## Task description
Without the pictures, set down every line of the data exactly.

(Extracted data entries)
——————————

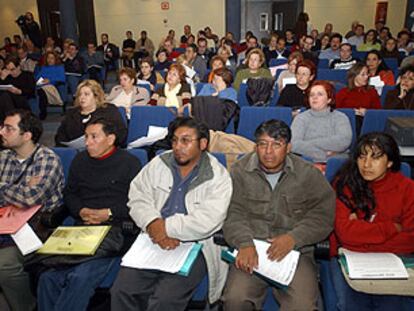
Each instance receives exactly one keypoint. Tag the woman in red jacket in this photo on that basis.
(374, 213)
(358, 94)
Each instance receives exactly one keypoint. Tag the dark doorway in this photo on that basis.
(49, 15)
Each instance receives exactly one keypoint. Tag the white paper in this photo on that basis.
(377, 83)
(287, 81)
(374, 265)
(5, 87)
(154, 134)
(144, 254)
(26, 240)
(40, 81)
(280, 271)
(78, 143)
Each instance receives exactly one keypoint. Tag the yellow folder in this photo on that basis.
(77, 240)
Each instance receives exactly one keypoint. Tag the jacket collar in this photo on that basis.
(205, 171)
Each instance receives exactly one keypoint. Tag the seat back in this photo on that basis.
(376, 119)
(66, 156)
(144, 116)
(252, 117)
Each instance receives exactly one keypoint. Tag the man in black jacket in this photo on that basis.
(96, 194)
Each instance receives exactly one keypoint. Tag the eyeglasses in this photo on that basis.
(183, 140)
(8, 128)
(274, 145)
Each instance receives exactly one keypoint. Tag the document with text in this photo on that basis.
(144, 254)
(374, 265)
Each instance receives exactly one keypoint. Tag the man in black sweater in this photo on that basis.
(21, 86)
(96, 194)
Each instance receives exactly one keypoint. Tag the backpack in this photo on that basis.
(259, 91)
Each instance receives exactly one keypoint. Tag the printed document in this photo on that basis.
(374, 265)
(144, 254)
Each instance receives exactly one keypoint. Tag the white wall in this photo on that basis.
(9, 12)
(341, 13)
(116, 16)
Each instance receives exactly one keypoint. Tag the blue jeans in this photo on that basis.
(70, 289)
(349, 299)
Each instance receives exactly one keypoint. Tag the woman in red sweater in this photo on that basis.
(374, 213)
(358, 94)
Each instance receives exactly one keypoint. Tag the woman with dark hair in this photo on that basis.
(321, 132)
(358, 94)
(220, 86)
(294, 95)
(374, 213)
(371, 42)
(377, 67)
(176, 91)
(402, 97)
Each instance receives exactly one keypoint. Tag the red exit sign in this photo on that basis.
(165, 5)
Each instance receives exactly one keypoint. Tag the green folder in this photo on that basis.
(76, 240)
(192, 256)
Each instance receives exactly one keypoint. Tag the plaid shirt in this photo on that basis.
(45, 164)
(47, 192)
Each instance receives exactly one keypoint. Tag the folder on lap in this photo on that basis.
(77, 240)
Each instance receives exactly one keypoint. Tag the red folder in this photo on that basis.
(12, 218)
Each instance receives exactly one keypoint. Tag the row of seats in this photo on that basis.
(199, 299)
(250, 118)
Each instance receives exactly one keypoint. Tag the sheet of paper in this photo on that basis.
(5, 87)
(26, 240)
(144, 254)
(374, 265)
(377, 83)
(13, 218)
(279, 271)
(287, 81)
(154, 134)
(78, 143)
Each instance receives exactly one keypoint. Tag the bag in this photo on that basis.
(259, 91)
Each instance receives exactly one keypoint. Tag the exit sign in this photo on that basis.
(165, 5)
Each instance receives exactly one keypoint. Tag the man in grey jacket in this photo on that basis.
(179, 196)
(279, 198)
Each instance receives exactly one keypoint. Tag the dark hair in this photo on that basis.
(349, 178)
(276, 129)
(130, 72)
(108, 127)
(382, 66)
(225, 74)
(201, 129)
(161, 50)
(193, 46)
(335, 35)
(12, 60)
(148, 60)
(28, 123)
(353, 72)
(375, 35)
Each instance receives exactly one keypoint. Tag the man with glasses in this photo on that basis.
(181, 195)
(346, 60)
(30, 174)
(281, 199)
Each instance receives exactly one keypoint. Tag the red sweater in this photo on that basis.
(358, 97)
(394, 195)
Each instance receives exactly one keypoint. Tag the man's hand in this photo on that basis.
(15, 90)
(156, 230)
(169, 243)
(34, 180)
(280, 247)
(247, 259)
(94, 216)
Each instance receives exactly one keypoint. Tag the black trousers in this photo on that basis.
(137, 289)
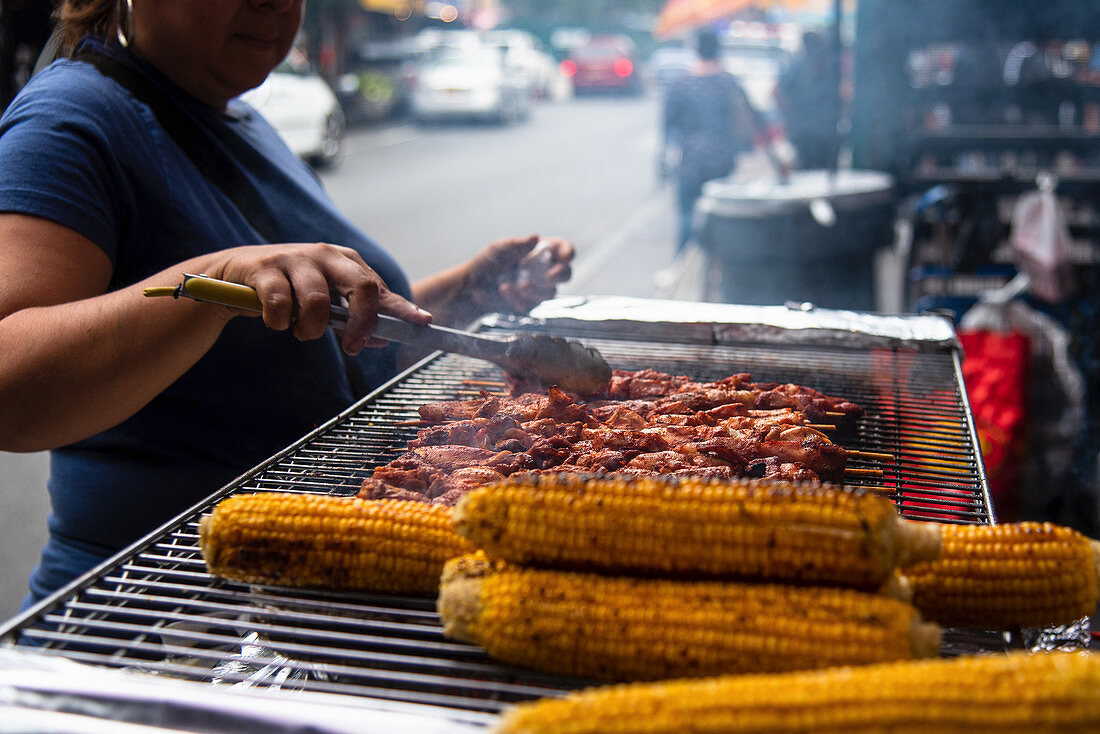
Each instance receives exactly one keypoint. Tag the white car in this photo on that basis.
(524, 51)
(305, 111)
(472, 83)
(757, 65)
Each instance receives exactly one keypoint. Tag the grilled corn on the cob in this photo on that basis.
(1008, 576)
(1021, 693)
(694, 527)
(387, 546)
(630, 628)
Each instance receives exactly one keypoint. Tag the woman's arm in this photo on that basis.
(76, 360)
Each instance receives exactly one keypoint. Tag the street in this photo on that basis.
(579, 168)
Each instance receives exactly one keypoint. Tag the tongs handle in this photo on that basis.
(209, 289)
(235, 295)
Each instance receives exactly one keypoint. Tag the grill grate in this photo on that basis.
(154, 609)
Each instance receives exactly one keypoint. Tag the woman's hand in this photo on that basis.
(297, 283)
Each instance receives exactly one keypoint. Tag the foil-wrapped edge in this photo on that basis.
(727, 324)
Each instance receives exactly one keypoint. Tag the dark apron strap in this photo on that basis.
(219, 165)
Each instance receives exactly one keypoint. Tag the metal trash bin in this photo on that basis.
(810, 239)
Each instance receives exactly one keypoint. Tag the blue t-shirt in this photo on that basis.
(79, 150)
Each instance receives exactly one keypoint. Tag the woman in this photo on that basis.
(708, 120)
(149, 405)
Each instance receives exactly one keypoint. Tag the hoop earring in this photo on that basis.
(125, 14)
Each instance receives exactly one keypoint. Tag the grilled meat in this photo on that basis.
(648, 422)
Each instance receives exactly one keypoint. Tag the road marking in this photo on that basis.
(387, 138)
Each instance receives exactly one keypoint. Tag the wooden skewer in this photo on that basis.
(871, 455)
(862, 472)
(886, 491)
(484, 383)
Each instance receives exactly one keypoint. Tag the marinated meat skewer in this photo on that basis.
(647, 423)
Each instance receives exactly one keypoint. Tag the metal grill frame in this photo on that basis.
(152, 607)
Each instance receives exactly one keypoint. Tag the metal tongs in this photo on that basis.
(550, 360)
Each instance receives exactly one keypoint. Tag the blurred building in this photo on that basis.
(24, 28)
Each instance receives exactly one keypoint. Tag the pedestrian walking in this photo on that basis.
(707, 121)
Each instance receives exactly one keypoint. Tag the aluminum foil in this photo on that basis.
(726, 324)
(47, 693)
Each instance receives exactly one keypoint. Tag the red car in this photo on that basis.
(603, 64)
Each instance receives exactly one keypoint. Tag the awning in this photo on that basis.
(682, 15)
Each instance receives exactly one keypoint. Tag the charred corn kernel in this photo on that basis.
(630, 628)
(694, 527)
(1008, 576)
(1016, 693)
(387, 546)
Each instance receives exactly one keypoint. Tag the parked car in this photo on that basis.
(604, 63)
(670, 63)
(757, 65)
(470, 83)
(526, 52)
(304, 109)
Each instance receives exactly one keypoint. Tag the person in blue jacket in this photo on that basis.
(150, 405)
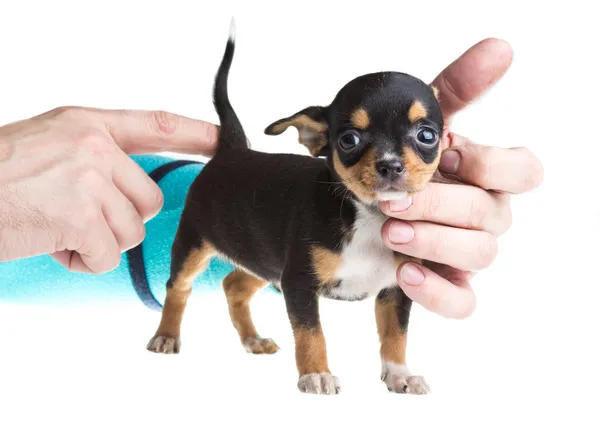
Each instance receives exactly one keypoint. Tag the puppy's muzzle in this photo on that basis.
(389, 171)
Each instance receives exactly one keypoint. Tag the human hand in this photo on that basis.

——————————

## Completed task
Each instance receives exactly one keypoint. Tag the woman in red jacket in this photo on that basis.
(374, 213)
(358, 94)
Each instance receives exactly one keypoint. Tag the dark doorway in this photo on that basis.
(49, 15)
Each instance receives exactly one keypoint. Tag the white paper in this photo on that basis.
(377, 83)
(287, 81)
(374, 265)
(5, 87)
(154, 134)
(144, 254)
(26, 240)
(40, 81)
(280, 271)
(78, 143)
Each instance receives exactly one keypoint. Tag the yellow folder in this photo on that basis.
(77, 240)
Each instance receives exactly one keypoint. Tag the jacket collar in this photo on that basis.
(205, 171)
Each instance receives exactly one keypoint. Tag the seat back in this photo on that basis.
(376, 119)
(66, 156)
(144, 116)
(252, 117)
Each instance receives exactly one keypoint. Tag the man in black jacket in this photo on that basis.
(96, 194)
Each instance receives exactly one keypoint. Tag the eyeglasses in this photo on that basis.
(183, 140)
(8, 128)
(274, 145)
Each instance receives exactly one keypoint. Tag the document with text in this photo on that basis.
(144, 254)
(374, 265)
Each instance receives exactly one keypoint. Tag the man in black sweater in this photo on that basis.
(21, 86)
(96, 194)
Each instance receives exactly one keypoint. Tag the backpack in this photo on that basis.
(259, 91)
Each instance receives exactly one keypoint. Tag the printed document in this photo on that basis.
(374, 265)
(144, 254)
Each instance receives exactly one keypoint. Tag the white wall in this photo on that basis.
(9, 12)
(341, 13)
(116, 16)
Each instance receives exactly one keypoint. Tag the blue jeans in this photo on that basis.
(70, 289)
(349, 299)
Each instance receives exactly one keypoint. Tag the woman in red sweater in this photo on that basis.
(374, 213)
(358, 94)
Each instance receives exactly one keypoint. Tag the woman with dark hair in this photo on that basis.
(321, 132)
(358, 94)
(220, 86)
(294, 95)
(374, 213)
(371, 42)
(377, 67)
(176, 91)
(402, 97)
Each instance receives exactly one keypoint. Tag the red exit sign in this photo on that basis.
(165, 5)
Each instance receives exactly one keypoint. Tag the green folder in this photo on that basis.
(76, 240)
(192, 256)
Each instance receives exactly one keypoint. Tag the plaid shirt in this photo on that basis.
(45, 164)
(47, 192)
Each instance receives exactly one keypoint. Tag the folder on lap in this photo on that basis.
(77, 240)
Each instance receives exactly one keypoint. Tag the red folder in this photo on that basis.
(12, 218)
Each instance receives exactly one keypoint. Tag the row of seats in this photo on that basis.
(199, 299)
(250, 118)
Each instance receives exactly one keypoint. Tag the sheet of paper in this photo on that basis.
(5, 87)
(26, 240)
(144, 254)
(374, 265)
(377, 83)
(13, 218)
(279, 271)
(287, 81)
(154, 134)
(78, 143)
Each instance receives exactly one keypoint. Tag the bag in this photo on that basis.
(259, 91)
Each instance receives exactly one keypoint. Tag the exit sign in this photo on that basis.
(165, 5)
Each instance receives exactly one keypoint. Tag the man in grey jacket in this photo on that basis.
(179, 196)
(279, 198)
Each instance receives exactly one keypoint. Tag the dark hair in this photo on that basis.
(349, 178)
(276, 129)
(130, 72)
(108, 127)
(382, 66)
(225, 74)
(201, 129)
(161, 50)
(193, 46)
(335, 35)
(12, 60)
(148, 60)
(28, 123)
(353, 72)
(375, 35)
Each instance receives exactly one keypoint. Tag the man with glasses in this photo on that basis.
(181, 195)
(346, 60)
(30, 174)
(281, 199)
Each instance receives exactly one keypoint. Tag the red sweater in this photo on that basis.
(358, 97)
(394, 195)
Each instance receives exactly one keypoint. Tag the man's hand in this photo on that basis.
(15, 90)
(156, 230)
(169, 243)
(34, 180)
(280, 247)
(247, 259)
(94, 216)
Each instance receives exactly one keypoint. Tag the black trousers in this photo on that basis.
(137, 289)
Each instance receives exactly one keypoint. Tag the white car in this photo on that basis.
(524, 51)
(305, 111)
(472, 83)
(757, 65)
Each instance receives exactly one keypoint. Tag the grilled corn on the cob in this photo on that basis.
(1008, 576)
(1021, 693)
(694, 527)
(387, 546)
(630, 628)
Each instance receives exactly one keypoint. Tag the woman's arm in this photo on that basis.
(76, 360)
Each instance receives exactly one keypoint. Tag the street in this photo on that basis.
(579, 168)
Each instance receives exactly one keypoint. Tag the tongs handle in this photo on that basis.
(209, 289)
(235, 295)
Each instance receives exactly one keypoint. Tag the grill grate in this photo on that basis.
(154, 609)
Each instance receives exactly one keypoint. Tag the woman's hand in this photo on that basis.
(297, 283)
Each instance receives exactly one keypoint. Tag the foil-wrapped edge in this photo on that basis.
(727, 324)
Each instance receives exactly one keypoint. Tag the dark apron strap in this photo on that basis.
(219, 165)
Each instance receives exactly one keypoint. Tag the metal trash bin in this photo on that basis.
(810, 239)
Each instance receives exactly one keypoint. Tag the blue t-shirt in this photo on that basis.
(79, 150)
Each instance receives exactly one keypoint. Tag the woman in this photo on that basis.
(708, 120)
(149, 405)
Each instance receives exactly one keypoint. Tag the hoop earring in this photo on that basis.
(125, 14)
Each instance receives exactly one keypoint. Tag the grilled meat in this photo on that basis.
(648, 422)
Each instance receives exactly one keypoint. Tag the road marking in this photo on that basis.
(387, 138)
Each instance receives exactly one keypoint. Tag the wooden skewer in this photo on that basis.
(871, 455)
(862, 472)
(886, 491)
(484, 383)
Each instance receives exactly one keypoint. Tag the marinated meat skewer in this photo on that basis.
(647, 423)
Each instance receives exactly one keypoint. Tag the metal grill frame in this photo on that basis.
(152, 607)
Each instance receives exactly one keypoint. Tag the metal tongs in this photo on that basis.
(550, 360)
Each instance receives exactly one keypoint. Tag the blurred building in this photo on that basis.
(24, 28)
Each instance receives exactly one keypoint. Tag the pedestrian walking in this photo on that basis.
(707, 121)
Each instance receives exactly one keypoint. Tag the aluminum foil in this photo on that basis.
(726, 324)
(47, 693)
Each instance receives exactly one keypoint. Tag the red car in this photo on that basis.
(603, 64)
Each instance receives exactly one keypoint. Tag the awning in this photo on that basis.
(682, 15)
Each instance receives exactly one keypoint. Tag the charred corn kernel in this photo on that basis.
(630, 628)
(694, 527)
(1008, 576)
(1016, 693)
(387, 546)
Each instance receives exactly one keypoint. Tag the parked car in this photo on that basis.
(604, 63)
(670, 63)
(757, 65)
(470, 83)
(526, 52)
(304, 109)
Each instance receives exactly one keypoint. Tag the person in blue jacket in this photo on that basis.
(150, 405)
Each instance receives exactly one keypoint. Tag the puppy's muzzle in this photo on that basis.
(389, 171)
Each instance receives exactly one keypoint. Tag the human hand in this photo on that basis.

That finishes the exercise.